### [Bacaan]
——

Pengantar
Kemajuan teknologi dan informasi tidak dapat dielakkan dalam kehidupan khalayak kekinian. Pesatnya perkembangan teknologi dan informasi ini menandai perubahan peradaban manusia yang semakin cepat dalam mengakses informasi dan membangun ruang komunikasi "imajiner" sekali pun. Bentuk dari kecanggihan teknologi dan informasi sangat variatif dan menuntut manusia untuk ikut-andil dalam "genggaman" media yang tak terbatas.
Seperti mata uang logam, kemajuan teknologi dan informasi terdapat dua sisi. Ada pun dua sisi teknologi dan informasi tersebut yang dapat ditinjau dari dua aspek, yakni kemanfaatan dan kemudaratan. Dikatakan aspek kemanfaatan berarti teknologi dan informasi mampu memberikan kebaikan dan keuntungan tertentu bagi khalayak. Sementara itu, teknologi dan informasi ternyata juga tidak bisa lepas dari aspek kemudaratan yang berarti mampu berpotensi memberikan keburukan dan kerugian.

——

### [Kumpulan Data]
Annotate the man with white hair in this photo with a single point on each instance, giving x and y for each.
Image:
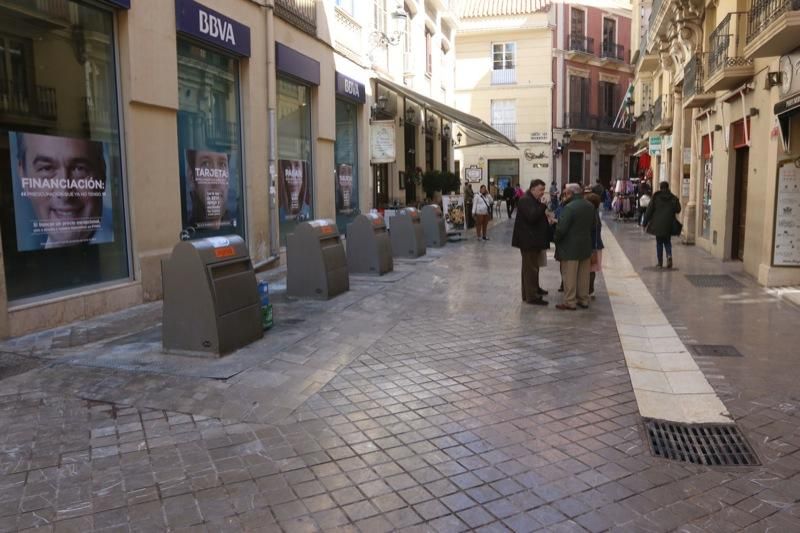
(574, 245)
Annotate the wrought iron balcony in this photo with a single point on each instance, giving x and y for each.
(772, 27)
(579, 120)
(612, 50)
(580, 43)
(509, 129)
(300, 13)
(17, 99)
(727, 65)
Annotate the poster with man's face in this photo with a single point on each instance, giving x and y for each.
(293, 189)
(345, 195)
(61, 195)
(208, 180)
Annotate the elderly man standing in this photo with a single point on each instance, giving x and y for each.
(574, 243)
(530, 236)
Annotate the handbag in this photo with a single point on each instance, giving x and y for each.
(677, 227)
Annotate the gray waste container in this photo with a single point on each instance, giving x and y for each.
(433, 225)
(211, 303)
(408, 238)
(369, 250)
(316, 264)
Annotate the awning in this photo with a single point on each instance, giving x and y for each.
(476, 131)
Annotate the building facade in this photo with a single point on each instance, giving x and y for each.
(592, 73)
(126, 125)
(503, 76)
(716, 100)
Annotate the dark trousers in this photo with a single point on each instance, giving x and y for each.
(530, 275)
(663, 243)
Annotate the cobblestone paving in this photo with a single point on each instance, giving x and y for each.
(469, 413)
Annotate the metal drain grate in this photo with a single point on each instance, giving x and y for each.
(713, 280)
(701, 444)
(715, 350)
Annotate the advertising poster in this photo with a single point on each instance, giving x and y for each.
(345, 196)
(210, 205)
(60, 189)
(454, 213)
(294, 190)
(787, 217)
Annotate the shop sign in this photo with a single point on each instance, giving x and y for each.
(473, 174)
(382, 141)
(349, 88)
(786, 251)
(212, 27)
(655, 145)
(55, 209)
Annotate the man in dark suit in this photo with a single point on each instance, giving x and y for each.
(531, 237)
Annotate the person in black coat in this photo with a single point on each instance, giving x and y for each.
(531, 236)
(659, 219)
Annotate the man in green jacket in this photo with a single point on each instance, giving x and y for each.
(574, 247)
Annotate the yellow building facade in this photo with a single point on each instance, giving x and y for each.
(715, 105)
(504, 76)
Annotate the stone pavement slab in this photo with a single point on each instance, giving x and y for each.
(459, 408)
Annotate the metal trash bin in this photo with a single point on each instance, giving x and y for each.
(407, 235)
(316, 263)
(369, 249)
(433, 225)
(211, 302)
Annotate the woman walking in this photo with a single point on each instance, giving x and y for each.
(481, 209)
(660, 221)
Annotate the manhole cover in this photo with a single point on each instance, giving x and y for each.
(713, 280)
(701, 444)
(715, 350)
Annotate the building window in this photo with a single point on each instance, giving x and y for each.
(504, 63)
(504, 117)
(295, 181)
(428, 52)
(346, 161)
(62, 210)
(209, 141)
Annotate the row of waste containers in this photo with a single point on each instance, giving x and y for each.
(211, 301)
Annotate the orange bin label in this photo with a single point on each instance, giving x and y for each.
(225, 251)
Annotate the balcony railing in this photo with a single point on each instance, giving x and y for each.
(724, 49)
(16, 99)
(693, 77)
(612, 50)
(764, 12)
(580, 43)
(509, 129)
(300, 13)
(585, 121)
(504, 77)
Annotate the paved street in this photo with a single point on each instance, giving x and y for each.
(430, 401)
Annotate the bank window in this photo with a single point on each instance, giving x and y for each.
(295, 183)
(209, 142)
(62, 211)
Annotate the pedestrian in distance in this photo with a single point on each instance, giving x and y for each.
(481, 210)
(596, 264)
(510, 197)
(531, 229)
(660, 221)
(574, 245)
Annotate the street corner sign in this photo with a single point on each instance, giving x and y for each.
(212, 27)
(350, 89)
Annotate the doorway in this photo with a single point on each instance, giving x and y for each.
(740, 203)
(380, 176)
(606, 169)
(576, 167)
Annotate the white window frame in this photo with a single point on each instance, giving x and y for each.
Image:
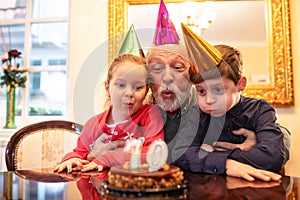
(25, 118)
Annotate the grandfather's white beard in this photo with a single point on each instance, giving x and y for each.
(171, 105)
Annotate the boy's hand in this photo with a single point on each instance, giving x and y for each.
(92, 166)
(71, 164)
(246, 145)
(241, 170)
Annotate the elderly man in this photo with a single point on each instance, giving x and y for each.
(169, 68)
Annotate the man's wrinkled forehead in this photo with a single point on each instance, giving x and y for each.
(168, 49)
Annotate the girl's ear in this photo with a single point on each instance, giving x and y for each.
(242, 83)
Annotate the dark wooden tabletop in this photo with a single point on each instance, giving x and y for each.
(44, 184)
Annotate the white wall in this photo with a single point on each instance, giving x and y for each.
(290, 117)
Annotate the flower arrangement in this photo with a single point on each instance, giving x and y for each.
(13, 76)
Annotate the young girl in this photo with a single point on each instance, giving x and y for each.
(126, 118)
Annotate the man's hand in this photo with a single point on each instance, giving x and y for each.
(249, 173)
(234, 183)
(248, 143)
(103, 145)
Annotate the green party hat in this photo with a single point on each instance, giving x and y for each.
(131, 44)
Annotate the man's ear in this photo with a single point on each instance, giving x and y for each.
(242, 83)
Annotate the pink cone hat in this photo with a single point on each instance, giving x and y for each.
(165, 32)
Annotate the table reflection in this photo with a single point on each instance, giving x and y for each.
(44, 184)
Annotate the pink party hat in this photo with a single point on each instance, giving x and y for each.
(131, 44)
(165, 32)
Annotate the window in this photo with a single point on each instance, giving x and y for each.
(39, 29)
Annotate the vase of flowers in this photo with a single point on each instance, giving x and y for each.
(12, 78)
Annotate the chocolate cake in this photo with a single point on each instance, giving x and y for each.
(167, 177)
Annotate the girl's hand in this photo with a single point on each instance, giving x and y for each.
(71, 164)
(92, 166)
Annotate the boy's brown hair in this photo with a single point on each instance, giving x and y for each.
(231, 66)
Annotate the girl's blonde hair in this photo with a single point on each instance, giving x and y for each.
(123, 58)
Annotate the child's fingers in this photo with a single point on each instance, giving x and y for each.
(100, 168)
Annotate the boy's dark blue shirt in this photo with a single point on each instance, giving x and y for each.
(252, 114)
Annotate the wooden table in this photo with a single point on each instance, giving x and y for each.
(44, 184)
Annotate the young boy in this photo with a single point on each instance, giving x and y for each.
(222, 111)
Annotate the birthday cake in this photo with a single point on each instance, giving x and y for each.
(167, 177)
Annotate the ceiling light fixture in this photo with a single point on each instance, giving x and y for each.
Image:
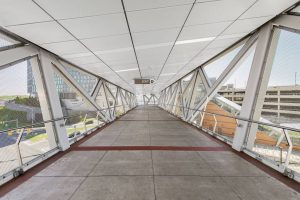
(126, 70)
(195, 40)
(167, 74)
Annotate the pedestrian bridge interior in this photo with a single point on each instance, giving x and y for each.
(149, 99)
(150, 154)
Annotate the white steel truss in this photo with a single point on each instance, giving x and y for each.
(44, 65)
(179, 103)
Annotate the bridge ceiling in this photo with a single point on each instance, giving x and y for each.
(123, 40)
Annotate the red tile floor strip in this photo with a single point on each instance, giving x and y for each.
(147, 148)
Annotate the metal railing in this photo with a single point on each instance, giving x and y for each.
(29, 145)
(273, 142)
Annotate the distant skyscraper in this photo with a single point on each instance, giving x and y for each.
(31, 89)
(87, 82)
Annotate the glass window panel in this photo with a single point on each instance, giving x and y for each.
(85, 80)
(229, 99)
(282, 101)
(214, 69)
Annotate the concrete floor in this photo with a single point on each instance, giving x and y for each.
(151, 175)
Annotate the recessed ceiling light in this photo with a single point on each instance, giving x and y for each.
(167, 74)
(195, 40)
(126, 70)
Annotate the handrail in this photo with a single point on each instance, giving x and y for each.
(240, 118)
(56, 119)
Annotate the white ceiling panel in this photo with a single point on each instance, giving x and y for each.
(65, 48)
(155, 37)
(127, 66)
(146, 4)
(162, 18)
(246, 25)
(108, 43)
(62, 9)
(104, 25)
(85, 60)
(40, 33)
(125, 56)
(218, 11)
(20, 12)
(183, 53)
(222, 43)
(153, 56)
(267, 7)
(203, 31)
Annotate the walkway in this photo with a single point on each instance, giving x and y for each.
(151, 155)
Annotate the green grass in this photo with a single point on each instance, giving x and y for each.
(69, 132)
(38, 138)
(6, 98)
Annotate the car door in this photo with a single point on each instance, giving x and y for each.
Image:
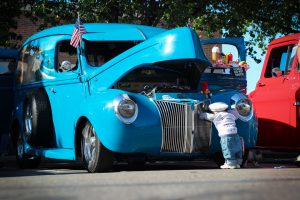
(7, 68)
(275, 95)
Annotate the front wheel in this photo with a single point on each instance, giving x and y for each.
(95, 156)
(25, 160)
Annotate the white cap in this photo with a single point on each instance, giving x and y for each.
(218, 106)
(215, 49)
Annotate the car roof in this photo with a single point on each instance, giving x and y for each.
(8, 53)
(138, 30)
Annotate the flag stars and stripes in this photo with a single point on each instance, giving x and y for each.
(79, 30)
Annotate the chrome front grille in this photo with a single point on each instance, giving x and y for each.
(182, 130)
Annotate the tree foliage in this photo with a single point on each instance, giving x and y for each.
(262, 20)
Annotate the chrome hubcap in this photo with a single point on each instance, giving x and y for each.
(28, 121)
(89, 143)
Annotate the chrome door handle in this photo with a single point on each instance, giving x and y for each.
(52, 90)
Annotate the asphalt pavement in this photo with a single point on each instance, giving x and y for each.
(270, 179)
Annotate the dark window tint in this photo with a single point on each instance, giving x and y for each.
(98, 53)
(7, 65)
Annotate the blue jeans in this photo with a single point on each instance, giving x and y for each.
(232, 149)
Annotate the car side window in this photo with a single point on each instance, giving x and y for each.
(280, 61)
(66, 56)
(291, 57)
(29, 64)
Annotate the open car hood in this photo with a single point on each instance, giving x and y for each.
(175, 44)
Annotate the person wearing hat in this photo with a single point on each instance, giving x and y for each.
(224, 120)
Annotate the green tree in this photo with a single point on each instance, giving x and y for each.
(263, 20)
(9, 12)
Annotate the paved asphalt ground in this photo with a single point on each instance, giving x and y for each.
(158, 181)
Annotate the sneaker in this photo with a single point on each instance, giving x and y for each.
(226, 166)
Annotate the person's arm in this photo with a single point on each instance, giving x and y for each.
(207, 116)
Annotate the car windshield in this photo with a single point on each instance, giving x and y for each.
(165, 77)
(224, 73)
(98, 53)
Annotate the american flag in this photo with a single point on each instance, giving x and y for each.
(189, 24)
(79, 30)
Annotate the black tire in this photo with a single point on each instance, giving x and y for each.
(37, 115)
(95, 156)
(136, 163)
(24, 160)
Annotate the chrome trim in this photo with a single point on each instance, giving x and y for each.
(116, 103)
(235, 99)
(182, 130)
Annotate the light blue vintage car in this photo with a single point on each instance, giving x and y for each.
(130, 92)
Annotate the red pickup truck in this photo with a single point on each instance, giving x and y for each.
(276, 97)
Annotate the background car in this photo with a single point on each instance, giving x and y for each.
(7, 67)
(276, 97)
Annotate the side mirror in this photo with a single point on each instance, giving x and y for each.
(65, 66)
(298, 52)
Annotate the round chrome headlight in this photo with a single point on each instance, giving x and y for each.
(243, 106)
(125, 109)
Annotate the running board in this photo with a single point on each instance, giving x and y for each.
(65, 154)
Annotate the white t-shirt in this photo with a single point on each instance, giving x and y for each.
(224, 122)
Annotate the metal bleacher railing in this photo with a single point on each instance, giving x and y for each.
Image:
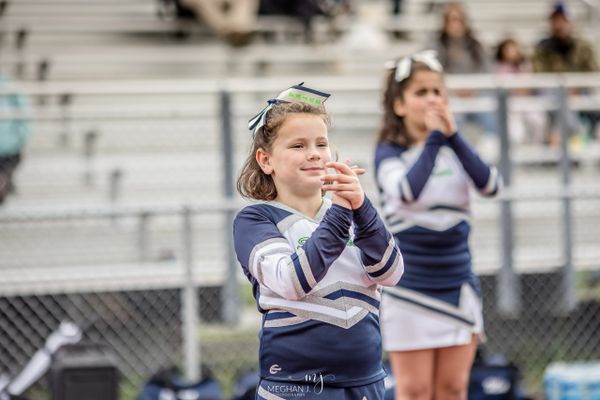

——

### [Tujuan Tugas A]
Menurut bacaan tentang kemajuan teknologi dan informasi, dari dua aspek apa dua sisi teknologi dan informasi dapat ditinjau?
### [Tujuan Tugas B]
Lanjutkan bacaan tentang kemajuan teknologi dan informasi mulai dari bagian setelah kalimat terakhirnya.
Baris-baris data tersebut merupakan bahan tersendiri yang tidak berkaitan dengan bacaan.

### [Jawaban Tertulis A]
Dari aspek kemanfaatan dan aspek kemudaratan.

### [Jawaban Tertulis B]
Berdasar pada kedua aspek teknologi dan informasi tersebut, membuat pengguna teknologi dan informasi---disebut media---harus memiliki kapabilitas dalam menghadapi "gempuran" informasi yang seolah terbit secepat kedipan mata. Konten informasi yang variatif, gaya penggunaan media yang tak terbatas, dan penguasaan bahasa dapat menjadi faktor indikasi sejauh apa manusia mampu mengambil peran media secara positif.
Tentu kehadiran revolusi teknologi dan informasi yang menjagat ini, kita berharap kepada kecenderungan kemanfaatannya kepada manusia. Terutama untuk pelajar tingkat dasar dan menengah. Mengapa terkhusus pelajar tingkat dasar dan menengah? Sebab, mereka adalah generasi penerus pembangunan bangsa yang paling diharapkan memutus mata rantai perselisihan dan kebencian yang saat ini gencar dibangun melalui media. Lalu langkah apa yang dapat guru ajarkan agar memiliki kemantapan menangkal hoax? Memahamkan pelajar terhadap efek berita secara berimbang? Dan terlebih bagaimana mengenalkan pola model literasi kebhinekaan sebagai simulasi bijak dengan media?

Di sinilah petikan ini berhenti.